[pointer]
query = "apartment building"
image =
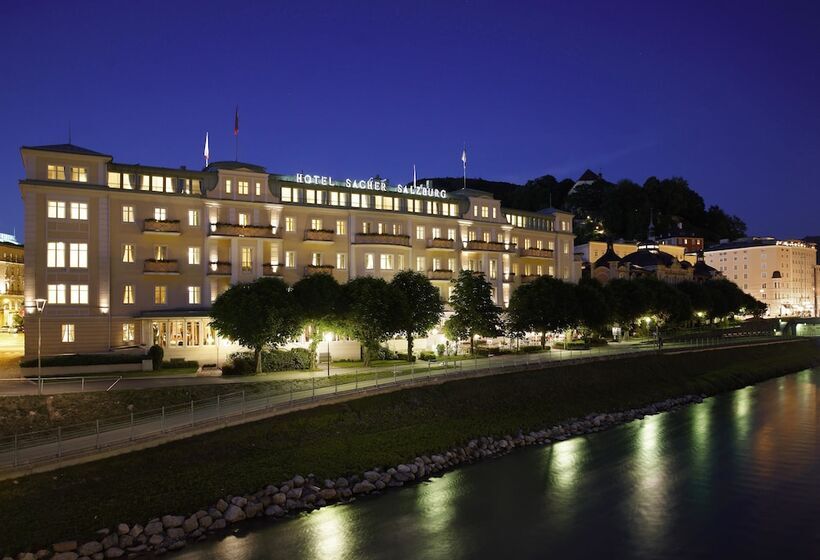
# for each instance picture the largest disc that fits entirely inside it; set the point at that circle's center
(133, 255)
(779, 273)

::::::::

**请完成:**
把上面全部记录的文本逐行输出为一个 JSON 字符串列表，每行对应一个字符串，空行略去。图片不要放进答案。

**回答:**
[
  "[pointer]",
  "query = \"apartment building\"",
  "image =",
  "# for each instance picture the largest disc that fits entirely inside it; set the point at that circle's center",
  "(133, 255)",
  "(779, 273)"
]